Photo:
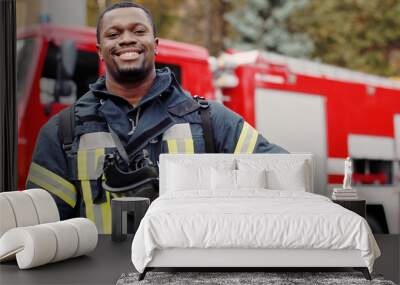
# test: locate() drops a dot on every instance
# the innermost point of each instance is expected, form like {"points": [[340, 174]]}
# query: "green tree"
{"points": [[356, 34], [262, 24]]}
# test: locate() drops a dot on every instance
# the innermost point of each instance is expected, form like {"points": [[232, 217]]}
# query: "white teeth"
{"points": [[129, 55]]}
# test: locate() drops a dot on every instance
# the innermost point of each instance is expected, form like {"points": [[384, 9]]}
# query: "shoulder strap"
{"points": [[205, 115], [66, 127]]}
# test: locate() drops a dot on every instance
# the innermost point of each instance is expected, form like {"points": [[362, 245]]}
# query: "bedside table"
{"points": [[357, 206], [120, 209]]}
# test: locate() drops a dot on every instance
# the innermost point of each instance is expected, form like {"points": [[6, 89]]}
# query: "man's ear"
{"points": [[156, 46], [99, 51]]}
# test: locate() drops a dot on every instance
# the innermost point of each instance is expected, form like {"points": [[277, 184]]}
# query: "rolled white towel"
{"points": [[45, 205], [23, 208], [26, 208]]}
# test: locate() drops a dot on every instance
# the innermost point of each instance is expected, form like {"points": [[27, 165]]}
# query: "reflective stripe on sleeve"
{"points": [[53, 183], [179, 139], [100, 214], [247, 139]]}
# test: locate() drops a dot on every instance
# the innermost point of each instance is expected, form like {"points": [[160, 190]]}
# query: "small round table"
{"points": [[120, 208]]}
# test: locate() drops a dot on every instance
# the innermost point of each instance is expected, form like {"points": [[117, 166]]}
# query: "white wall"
{"points": [[297, 122]]}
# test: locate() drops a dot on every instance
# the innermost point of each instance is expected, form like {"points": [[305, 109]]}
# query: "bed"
{"points": [[246, 211]]}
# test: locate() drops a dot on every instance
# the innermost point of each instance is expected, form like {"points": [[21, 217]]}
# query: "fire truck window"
{"points": [[176, 69], [25, 51], [370, 171], [86, 72]]}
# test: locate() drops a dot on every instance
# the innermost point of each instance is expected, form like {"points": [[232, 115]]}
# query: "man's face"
{"points": [[127, 44]]}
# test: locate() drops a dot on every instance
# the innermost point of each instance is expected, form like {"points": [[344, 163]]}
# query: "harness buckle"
{"points": [[202, 101]]}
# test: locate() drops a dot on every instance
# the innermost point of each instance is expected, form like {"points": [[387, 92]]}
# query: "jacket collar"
{"points": [[162, 82]]}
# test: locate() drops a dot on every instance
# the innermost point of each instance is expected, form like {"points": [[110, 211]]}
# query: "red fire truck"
{"points": [[304, 106], [41, 53], [333, 112]]}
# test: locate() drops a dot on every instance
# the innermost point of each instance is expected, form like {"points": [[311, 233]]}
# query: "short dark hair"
{"points": [[124, 4]]}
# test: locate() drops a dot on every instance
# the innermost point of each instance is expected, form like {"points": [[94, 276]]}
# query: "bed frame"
{"points": [[242, 259]]}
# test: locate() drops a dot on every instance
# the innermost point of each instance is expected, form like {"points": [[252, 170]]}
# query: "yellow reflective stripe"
{"points": [[189, 146], [87, 198], [105, 207], [172, 146], [100, 214], [242, 136], [53, 183], [247, 139], [106, 215], [99, 153]]}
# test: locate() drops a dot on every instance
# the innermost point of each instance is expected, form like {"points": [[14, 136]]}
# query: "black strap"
{"points": [[119, 146], [66, 127], [205, 115]]}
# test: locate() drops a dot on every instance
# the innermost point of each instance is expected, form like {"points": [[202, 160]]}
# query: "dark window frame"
{"points": [[8, 110]]}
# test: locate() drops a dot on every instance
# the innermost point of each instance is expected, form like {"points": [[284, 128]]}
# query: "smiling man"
{"points": [[134, 107]]}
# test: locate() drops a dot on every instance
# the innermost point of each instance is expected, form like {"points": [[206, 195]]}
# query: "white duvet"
{"points": [[250, 219]]}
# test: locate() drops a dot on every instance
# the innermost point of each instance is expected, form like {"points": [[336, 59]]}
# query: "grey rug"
{"points": [[229, 278]]}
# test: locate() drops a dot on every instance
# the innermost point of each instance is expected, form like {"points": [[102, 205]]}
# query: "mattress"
{"points": [[251, 219]]}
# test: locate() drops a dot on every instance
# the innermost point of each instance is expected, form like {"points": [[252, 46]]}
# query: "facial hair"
{"points": [[132, 74]]}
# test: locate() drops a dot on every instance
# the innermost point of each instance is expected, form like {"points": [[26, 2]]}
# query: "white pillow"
{"points": [[223, 179], [251, 178], [182, 177], [292, 179]]}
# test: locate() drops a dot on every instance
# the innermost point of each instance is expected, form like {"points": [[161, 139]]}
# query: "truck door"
{"points": [[296, 122]]}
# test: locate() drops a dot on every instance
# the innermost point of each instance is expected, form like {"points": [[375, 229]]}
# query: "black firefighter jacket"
{"points": [[165, 121]]}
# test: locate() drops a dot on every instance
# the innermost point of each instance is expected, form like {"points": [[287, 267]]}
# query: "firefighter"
{"points": [[146, 108]]}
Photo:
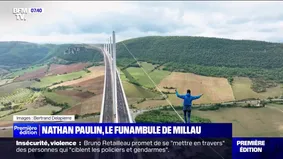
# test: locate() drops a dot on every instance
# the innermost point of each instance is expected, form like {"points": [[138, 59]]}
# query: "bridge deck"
{"points": [[123, 116], [108, 99]]}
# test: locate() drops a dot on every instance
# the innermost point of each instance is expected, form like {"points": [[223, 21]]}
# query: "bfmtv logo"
{"points": [[20, 13]]}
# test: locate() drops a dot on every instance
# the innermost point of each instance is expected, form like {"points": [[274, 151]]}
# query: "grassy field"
{"points": [[214, 89], [89, 119], [19, 96], [133, 91], [147, 66], [248, 121], [5, 81], [58, 98], [45, 110], [95, 72], [50, 80], [91, 105], [11, 87], [142, 78], [166, 116], [242, 90], [20, 72]]}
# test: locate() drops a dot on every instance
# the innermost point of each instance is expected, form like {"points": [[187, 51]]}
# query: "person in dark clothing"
{"points": [[187, 103]]}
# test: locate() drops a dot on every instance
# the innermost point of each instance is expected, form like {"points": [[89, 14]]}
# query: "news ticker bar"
{"points": [[236, 148], [148, 148], [110, 130], [43, 118]]}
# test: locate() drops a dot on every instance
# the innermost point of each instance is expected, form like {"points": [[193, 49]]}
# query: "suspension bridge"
{"points": [[114, 108]]}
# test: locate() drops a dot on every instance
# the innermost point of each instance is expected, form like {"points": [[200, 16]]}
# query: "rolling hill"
{"points": [[207, 56], [23, 54]]}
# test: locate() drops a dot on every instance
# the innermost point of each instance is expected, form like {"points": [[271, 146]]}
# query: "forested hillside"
{"points": [[208, 56], [18, 54], [23, 54]]}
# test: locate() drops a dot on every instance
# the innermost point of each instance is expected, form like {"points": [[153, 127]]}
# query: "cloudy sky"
{"points": [[93, 22]]}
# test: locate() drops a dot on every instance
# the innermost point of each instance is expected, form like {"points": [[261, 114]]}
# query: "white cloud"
{"points": [[86, 22]]}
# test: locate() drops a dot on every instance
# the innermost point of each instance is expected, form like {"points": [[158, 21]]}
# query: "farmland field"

**Assigned task**
Could you transcribe every entry above exactly, leaving out the images?

**Task answer**
Photo:
# test: locate() drops a dot on every instance
# the innermost point of each instance is expected, form like {"points": [[340, 174]]}
# query: "green tree"
{"points": [[356, 34], [262, 24]]}
# test: locate() drops a dot on every instance
# the innermost point of each instance is expected, form like {"points": [[232, 217]]}
# query: "white teeth"
{"points": [[129, 55]]}
# test: locate() drops a dot on every instance
# the innermost point of each instance is expected, form like {"points": [[384, 9]]}
# query: "shoulder strap"
{"points": [[205, 115], [66, 127]]}
# test: locate() drops a dot on every instance
# the innermost point of each instance is expected, form like {"points": [[362, 245]]}
# query: "bedside table"
{"points": [[357, 206], [120, 209]]}
# test: locate() drops a dot on every instance
# the innermost point of each instance is expected, form like {"points": [[6, 89]]}
# query: "man's ear"
{"points": [[156, 46], [99, 51]]}
# test: locate() drops a dot on every instance
# the innermost point of each instance is expected, form like {"points": [[277, 184]]}
# query: "rolled white towel"
{"points": [[45, 205], [23, 208], [26, 208]]}
# test: locate() drops a dot on every instance
# the innermost point of each instance is expected, form like {"points": [[27, 165]]}
# query: "reflective stripe on sleeve"
{"points": [[53, 183], [179, 139], [100, 214], [247, 139]]}
# test: locate() drops a dot on every instance
# the innermost point of each instance is expected, form like {"points": [[160, 190]]}
# query: "small round table"
{"points": [[120, 208]]}
# test: locate() drops a dot on every instance
# the innermost point of each instance is expected, form like {"points": [[117, 166]]}
# query: "white wall"
{"points": [[297, 122]]}
# test: locate() drops a dot on every instance
# the innermost point of each instance is expected, form like {"points": [[305, 109]]}
# query: "bed"
{"points": [[246, 211]]}
# test: locate() drops a dot on every instance
# the innermost point of each instance is expected, form like {"points": [[21, 217]]}
# query: "fire truck window"
{"points": [[176, 69], [25, 51], [370, 171], [86, 72]]}
# test: locate() drops a dot on every instance
# the innermost point of each instance is expected, form like {"points": [[232, 115]]}
# query: "man's face"
{"points": [[127, 44]]}
# test: locate() drops a dot on every instance
# the innermost point of each instance is expected, form like {"points": [[344, 163]]}
# query: "harness buckle"
{"points": [[202, 101]]}
# test: locate() drops a dot on every instance
# the innermost point of each instance is expected, form like {"points": [[387, 92]]}
# query: "jacket collar"
{"points": [[162, 82]]}
# test: locate() drops a dot on every instance
# the innermost point of each instance is expected, form like {"points": [[110, 211]]}
# query: "red fire truck"
{"points": [[304, 106], [41, 53], [333, 112]]}
# test: locate() drops a dot on every instance
# the innermost point of each instance is expected, form like {"points": [[311, 233]]}
# query: "short dark hair"
{"points": [[124, 4]]}
# test: locate() drops a dot on every instance
# the innermost point of each instance is expected, form like {"points": [[94, 276]]}
# query: "bed frame"
{"points": [[242, 259]]}
# test: locate() drops a dot on every instance
# the innermost point of each instance is expected, form like {"points": [[252, 170]]}
# query: "yellow reflective stripe"
{"points": [[189, 146], [87, 198], [105, 207], [172, 146], [100, 214], [242, 136], [53, 183], [247, 139], [106, 215], [99, 153]]}
# test: locate() drops a dot on every instance
# the innermost point of each instance is expected, form like {"points": [[14, 136]]}
# query: "black strap"
{"points": [[119, 146], [66, 127], [205, 115]]}
# test: locate() drops a dot on every instance
# the innermost point of each instance is expected, form like {"points": [[202, 160]]}
# query: "dark window frame"
{"points": [[8, 110]]}
# test: locate() drops a dot on every instance
# the innermost point of each instance is expected, form like {"points": [[284, 128]]}
# query: "smiling man"
{"points": [[134, 107]]}
# test: locate() drops a dot on every instance
# the innermost point of each instance is expected, form like {"points": [[206, 195]]}
# query: "white duvet"
{"points": [[250, 219]]}
# test: locate() drops a dot on every instance
# the innermost point of each instance is expected, form like {"points": [[336, 59]]}
# query: "grey rug"
{"points": [[229, 278]]}
# test: locate() drops a dot on every instance
# the innermost point of each instance is expected, form like {"points": [[102, 205]]}
# query: "mattress"
{"points": [[251, 219]]}
# test: locate() drops a dot on every instance
# the innermost point of each instance is expected, form like {"points": [[252, 46]]}
# query: "facial hair"
{"points": [[132, 74]]}
# test: locate() drops a dot on every instance
# the innermost point of each instance is expected, form like {"points": [[26, 2]]}
# query: "white pillow"
{"points": [[223, 179], [251, 178], [182, 177], [292, 179]]}
# test: locate() drops a dot on every instance
# the innermost point of each instance is expected, form like {"points": [[161, 139]]}
# query: "truck door"
{"points": [[296, 122]]}
# test: locate() drops a dot on every instance
# the innermost point of each instance is expected, form like {"points": [[375, 229]]}
# query: "black firefighter jacket"
{"points": [[165, 121]]}
# test: locate() drops a dot on every instance
# the innermost point of each instance is expected, form like {"points": [[287, 267]]}
# query: "firefighter"
{"points": [[146, 108]]}
Photo:
# test: locate() drops a dot on every instance
# the innermost point of each instance is expected, form like {"points": [[138, 59]]}
# query: "bridge deck"
{"points": [[123, 116], [108, 99]]}
# test: locate() drops a dot on every instance
# the innermost point of each instance is expected, form like {"points": [[223, 21]]}
# query: "bfmtv logo"
{"points": [[20, 13]]}
# test: locate() drops a dot on every instance
# the innermost point of each instance is expected, form like {"points": [[274, 151]]}
# query: "grassy field"
{"points": [[214, 89], [89, 119], [19, 96], [133, 91], [147, 66], [248, 121], [5, 81], [58, 98], [45, 110], [95, 72], [50, 80], [91, 105], [11, 87], [142, 78], [166, 116], [242, 90], [20, 72]]}
# test: locate() drops a dot on every instance
# the innermost point of each instance is expected, form like {"points": [[187, 51]]}
# query: "person in dark clothing"
{"points": [[187, 103]]}
# test: locate() drops a dot on every instance
# the innermost point of each instance is expected, form like {"points": [[89, 14]]}
# query: "news ticker bar"
{"points": [[236, 148], [148, 148], [110, 130], [43, 118]]}
# test: locate() drops a dot on every instance
# the innermost point of each instance is expected, form like {"points": [[193, 49]]}
# query: "suspension bridge"
{"points": [[114, 108]]}
# test: locate() drops a dot on every instance
# the innermost point of each instance is expected, form like {"points": [[200, 16]]}
# query: "rolling hill"
{"points": [[207, 56], [23, 54]]}
# test: locate() drops a dot on every instance
# the innermost point of each instance is expected, form like {"points": [[271, 146]]}
# query: "forested hillside"
{"points": [[208, 56], [18, 54], [23, 54]]}
# test: locate() drops a dot on every instance
# the innermost point of each instance is expected, form like {"points": [[153, 127]]}
# query: "cloudy sky"
{"points": [[93, 22]]}
# test: locate() drops a dot on every instance
# the innermost point of each instance is expected, form like {"points": [[261, 114]]}
# query: "white cloud"
{"points": [[86, 22]]}
# test: locate() drops a dot on every instance
# the innermost point of each instance is expected, form like {"points": [[158, 21]]}
# query: "farmland field"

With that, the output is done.